-- SOURCE EXCERPT start --

# Fertilizers and co2



## Nobody1 (Dec 9, 2014)

I am having a little bit of trouble figuring this out. I have searched here and google. If I missed something I apologize.

I have a 75 gal planted tank with;
api xl canister filter rated for (140 gal?) and a power head. I clean the filter at least once a month. I just added a marineland HOT filter. Temp is 76 F. Pressurized co2 at 3 bps. 2 t5ho bulbs and led light on a 8 hr timer. HO bulbs will be replaced shortly.

I am trying the EI method used on this forum. I am also starting to add Jobes 13-4-5 sticks in the gravel. The other stuff I used is used up.

Parameters 

Date PH GH KH IRON NITRATE

2/24/15	6.8	12	3	0.5 0
2/25/15	7 4 0
2/26/15	7	10 0
3/03/15	6.6	10	4	0.5 0
3/08/15	6.4	12	3	0.25 0
3/19/15	7	8	4	0.01 0
3/21/15	6.8	8	4	0.5	
3/24/15	6.8	8	4	0.1 0

I have tried to organize the above but it didn't work so well. I can upload the complete Excel file if needed.

I am going by fert calculators that I have found here and on the web. One will say this and another one will say something a little different. I know these are only guidelines.

The CSM+B is a liquid that I picked up at a hydroponics store. As soon as that is gone I will go to the stuff Pat sells.

My questions:

1) Am I putting too much KNO3 in? Is this interfering with something else? It seems like a lot considering the guidelines.

2) Am I putting too much of something in or not enough of something in? How can you tell? I have gone to the nutrient deficiencies pages and each is a little different.

I think that I need Calcium from what I have read but do I go with GH booster or CLCA2? 

I have added some Pics-I hope I did it right. Sorry about the quality. Some of the plants don't look right and I don't know why. Spots, cupped leaves etc. I can provide more pics.

If I forgot something let me know.

Thank you for the help.


----------



## Nobody1 (Dec 9, 2014)

I just tried to upload the Ecel file and it won't load. Invalid file. If needed I can do this with some help.

Thanks


----------



## Reckon (Jul 25, 2012)

Definitely work on the lay out of the data above. I'll be able to help but at the moment the numbers are confusing.
Use dashes -- to even things out and stick to the same decimal point.

Feb 24
Ph - 6.8
GH - 12.0
KH - 3.0
Iron - 0.5
Nitrate - 0.0

Feb 25
PH - 
GH - 
KH - 
Iron - 
Nitrate - 

etc


----------



## Nobody1 (Dec 9, 2014)

Hi Reckon

I tried a text file this time.

Let me know. It should be a little clearer.


----------



## Chiumanfu (Oct 30, 2014)

Are you sure you are testing NitrAte correctly? Shaking solution 2 like a mad man? You seem to be dosing KNO3 correctly but it is not rising to the NitrAte EI target of 20-30ppm.


----------



## 2wheelsx2 (Apr 21, 2010)

-- SOURCE EXCERPT end --
-- RECORD SET start --

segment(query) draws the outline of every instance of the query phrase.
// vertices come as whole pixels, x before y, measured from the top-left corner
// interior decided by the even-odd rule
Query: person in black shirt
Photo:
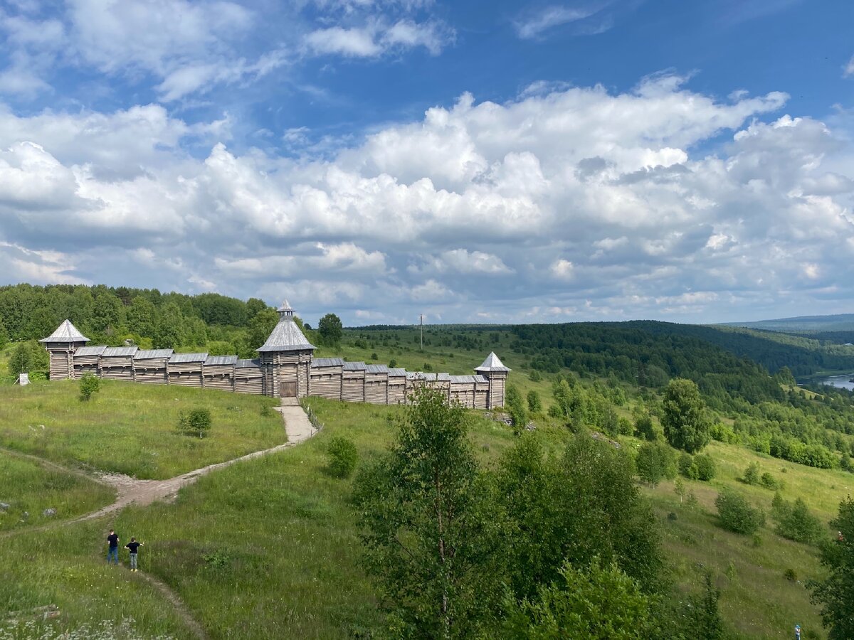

-- RECORD SET end --

TO DO: Translate this sentence from the aquarium fertilizer thread into Spanish: "The CSM+B is a liquid that I picked up at a hydroponics store."

CORRECT RESULT: El CSM+B es un líquido que compré en una tienda de hidroponía.